THE EXERCISE: Please rewrite every line from the line with "Can you identify where the paint" to the line with "[27,55,70,65]", both included, resizing each bounding-box coordinate in the answers by a factor of 0.25 and rounding to whole numbers with halves going up. Leave all other text as it is.

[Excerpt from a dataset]
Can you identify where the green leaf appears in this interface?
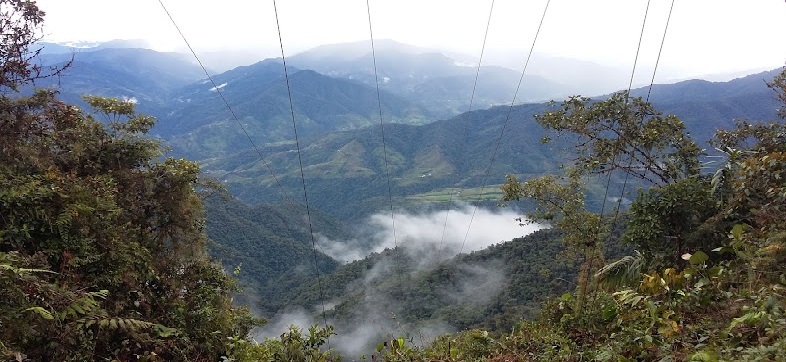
[25,307,55,320]
[688,250,710,265]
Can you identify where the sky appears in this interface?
[38,0,786,76]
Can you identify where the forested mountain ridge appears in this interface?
[156,60,430,159]
[0,1,262,361]
[288,39,570,118]
[30,44,205,115]
[6,0,786,362]
[194,67,777,220]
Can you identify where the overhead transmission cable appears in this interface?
[459,0,551,254]
[158,0,294,203]
[366,0,398,256]
[273,0,330,349]
[595,0,651,232]
[437,0,494,262]
[584,0,651,304]
[611,0,675,238]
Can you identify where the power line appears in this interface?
[611,0,675,235]
[273,0,330,349]
[366,0,398,255]
[459,0,551,254]
[437,0,494,262]
[158,0,294,203]
[595,0,650,229]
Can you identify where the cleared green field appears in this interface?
[405,184,502,202]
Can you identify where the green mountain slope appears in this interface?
[288,39,569,118]
[205,198,348,315]
[194,67,776,220]
[155,60,430,159]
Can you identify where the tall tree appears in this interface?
[0,0,257,361]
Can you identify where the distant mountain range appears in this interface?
[288,40,569,117]
[27,41,776,220]
[25,41,778,333]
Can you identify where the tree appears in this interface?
[0,0,70,91]
[535,92,702,185]
[0,0,259,361]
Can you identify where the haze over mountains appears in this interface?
[26,41,777,344]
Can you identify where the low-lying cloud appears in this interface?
[318,205,543,262]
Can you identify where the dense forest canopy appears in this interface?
[0,0,786,361]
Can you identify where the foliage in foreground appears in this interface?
[292,70,786,361]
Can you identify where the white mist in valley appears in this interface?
[256,205,544,356]
[318,205,544,262]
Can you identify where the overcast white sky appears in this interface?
[38,0,786,74]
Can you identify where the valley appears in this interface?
[15,31,781,355]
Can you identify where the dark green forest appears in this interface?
[0,0,786,362]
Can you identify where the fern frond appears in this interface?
[595,251,648,288]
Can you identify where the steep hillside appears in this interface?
[196,68,777,220]
[205,197,348,315]
[288,40,569,118]
[155,60,429,158]
[35,47,204,115]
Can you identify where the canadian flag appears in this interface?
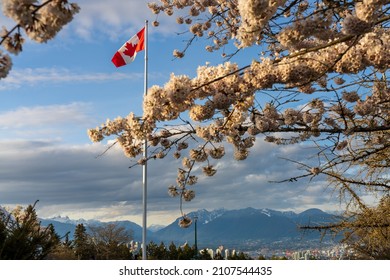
[111,27,145,67]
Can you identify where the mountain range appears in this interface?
[41,208,337,250]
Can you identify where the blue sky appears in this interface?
[0,0,338,225]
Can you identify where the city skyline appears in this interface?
[0,0,346,224]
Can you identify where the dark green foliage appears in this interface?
[0,202,60,260]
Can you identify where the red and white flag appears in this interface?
[111,27,145,67]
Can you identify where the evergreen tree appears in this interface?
[73,224,95,260]
[0,201,60,260]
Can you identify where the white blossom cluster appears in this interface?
[0,0,79,78]
[89,0,390,219]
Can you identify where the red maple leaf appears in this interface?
[123,42,137,57]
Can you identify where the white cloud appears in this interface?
[0,68,143,91]
[0,137,337,224]
[0,103,90,129]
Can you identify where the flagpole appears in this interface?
[142,20,148,260]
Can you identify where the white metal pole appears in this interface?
[142,20,148,260]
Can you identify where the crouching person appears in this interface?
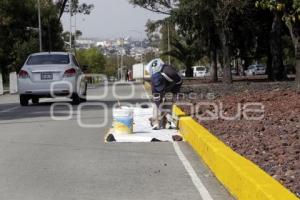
[146,59,183,130]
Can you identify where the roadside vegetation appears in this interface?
[130,0,300,90]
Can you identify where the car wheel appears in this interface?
[80,83,87,102]
[32,97,40,104]
[72,94,81,105]
[20,94,29,106]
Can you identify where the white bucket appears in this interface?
[113,107,133,134]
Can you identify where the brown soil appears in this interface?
[178,83,300,197]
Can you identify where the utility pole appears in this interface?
[120,38,124,80]
[69,0,72,51]
[168,22,171,65]
[37,0,43,52]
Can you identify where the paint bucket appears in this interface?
[113,107,133,134]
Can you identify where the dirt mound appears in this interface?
[179,83,300,196]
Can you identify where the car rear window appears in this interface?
[27,55,70,65]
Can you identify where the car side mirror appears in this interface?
[82,65,89,73]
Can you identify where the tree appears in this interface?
[129,0,175,15]
[0,0,63,82]
[256,0,300,91]
[56,0,94,19]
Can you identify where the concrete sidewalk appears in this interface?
[0,85,232,200]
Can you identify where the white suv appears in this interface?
[18,52,87,106]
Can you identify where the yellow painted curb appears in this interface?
[174,106,299,200]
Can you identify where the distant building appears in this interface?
[76,39,96,49]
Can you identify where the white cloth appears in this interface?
[109,108,179,143]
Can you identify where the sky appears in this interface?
[62,0,165,39]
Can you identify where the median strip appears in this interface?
[174,106,299,200]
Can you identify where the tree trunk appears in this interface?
[210,49,218,82]
[270,11,287,81]
[219,28,232,84]
[223,46,232,84]
[185,64,194,78]
[266,49,274,81]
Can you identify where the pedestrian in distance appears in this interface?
[146,59,183,130]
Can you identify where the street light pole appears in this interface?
[38,0,43,52]
[69,0,72,52]
[168,22,171,65]
[130,30,145,84]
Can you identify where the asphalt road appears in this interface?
[0,85,231,200]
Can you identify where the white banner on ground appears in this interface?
[0,74,4,95]
[9,72,18,94]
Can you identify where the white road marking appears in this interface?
[173,142,213,200]
[0,106,20,113]
[143,85,213,200]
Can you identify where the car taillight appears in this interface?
[64,68,76,77]
[19,70,29,79]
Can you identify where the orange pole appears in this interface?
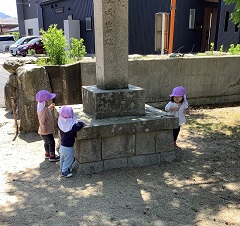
[168,0,177,54]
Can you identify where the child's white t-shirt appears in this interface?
[165,101,188,126]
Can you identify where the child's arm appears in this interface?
[38,110,47,133]
[165,102,180,111]
[48,103,55,111]
[73,121,84,132]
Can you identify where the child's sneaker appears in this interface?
[48,155,60,162]
[62,170,72,178]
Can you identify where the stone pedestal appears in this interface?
[54,105,178,174]
[82,85,145,119]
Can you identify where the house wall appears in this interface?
[216,3,240,51]
[41,0,239,55]
[129,0,170,54]
[173,0,204,53]
[80,56,240,107]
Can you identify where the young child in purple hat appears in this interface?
[58,105,84,177]
[165,86,189,147]
[36,90,59,162]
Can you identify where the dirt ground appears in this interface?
[0,105,240,226]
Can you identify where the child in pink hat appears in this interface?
[58,105,84,177]
[165,86,189,147]
[36,90,59,162]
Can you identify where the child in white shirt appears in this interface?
[165,86,189,146]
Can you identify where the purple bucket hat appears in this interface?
[59,105,74,118]
[170,86,186,97]
[36,90,56,103]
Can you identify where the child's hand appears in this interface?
[48,103,55,111]
[185,108,190,115]
[169,107,179,111]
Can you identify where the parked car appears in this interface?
[17,38,45,57]
[0,35,15,52]
[9,36,40,56]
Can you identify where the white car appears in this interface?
[0,35,14,52]
[9,36,38,56]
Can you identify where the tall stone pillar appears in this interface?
[94,0,128,90]
[82,0,145,119]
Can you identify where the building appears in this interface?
[17,0,240,54]
[0,18,18,35]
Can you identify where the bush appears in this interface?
[40,24,68,65]
[39,24,86,65]
[69,38,86,61]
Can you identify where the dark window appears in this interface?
[0,36,14,41]
[224,12,230,31]
[235,23,239,32]
[86,16,92,31]
[28,29,33,35]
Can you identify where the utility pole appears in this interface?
[168,0,177,54]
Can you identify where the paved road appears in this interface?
[0,53,13,107]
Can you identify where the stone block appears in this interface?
[128,153,160,167]
[82,85,145,119]
[74,139,102,163]
[76,161,103,175]
[136,132,156,155]
[103,158,128,170]
[102,134,135,160]
[156,130,174,153]
[160,151,177,163]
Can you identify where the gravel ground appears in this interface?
[0,106,240,226]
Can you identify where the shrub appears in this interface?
[69,38,86,61]
[40,24,68,65]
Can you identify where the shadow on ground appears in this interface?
[0,106,240,226]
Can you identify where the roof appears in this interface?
[0,18,18,26]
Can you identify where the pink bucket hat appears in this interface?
[59,105,74,118]
[36,90,56,102]
[170,86,186,97]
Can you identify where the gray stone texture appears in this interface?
[102,134,135,159]
[3,57,37,74]
[160,151,177,163]
[103,158,128,170]
[128,153,160,167]
[136,131,156,155]
[94,0,128,90]
[74,139,102,163]
[81,56,240,106]
[82,85,145,119]
[17,64,52,132]
[72,104,178,139]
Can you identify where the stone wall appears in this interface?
[81,56,240,108]
[55,104,178,174]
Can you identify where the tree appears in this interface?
[224,0,240,26]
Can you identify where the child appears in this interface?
[58,105,84,177]
[36,90,59,162]
[165,86,189,147]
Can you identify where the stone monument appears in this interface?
[70,0,178,174]
[82,0,145,119]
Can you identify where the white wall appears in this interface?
[24,18,40,36]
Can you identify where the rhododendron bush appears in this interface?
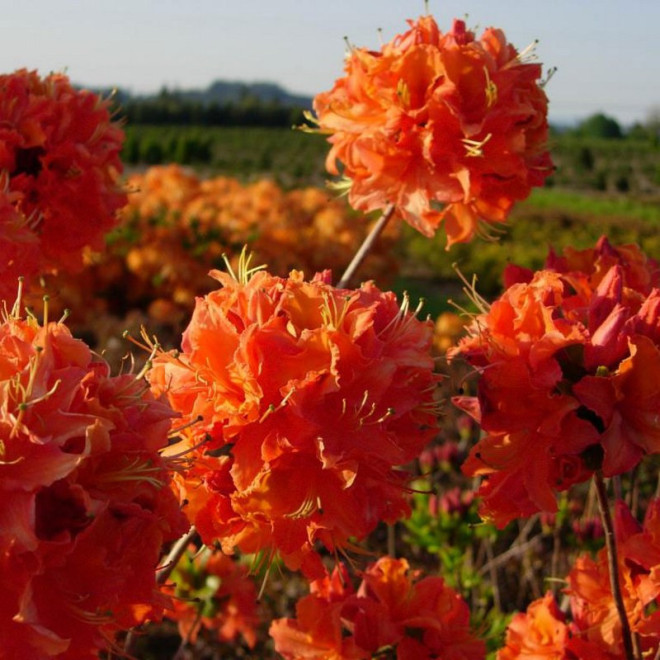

ANSWER FOR THE TASK:
Can you identify where the paint bucket appears in this interface?
[28,27,33,34]
Can you identify where the dirt mound appears in this interface?
[45,21,75,49]
Can you identify where the car rear window appears in this interface?
[7,14,18,16]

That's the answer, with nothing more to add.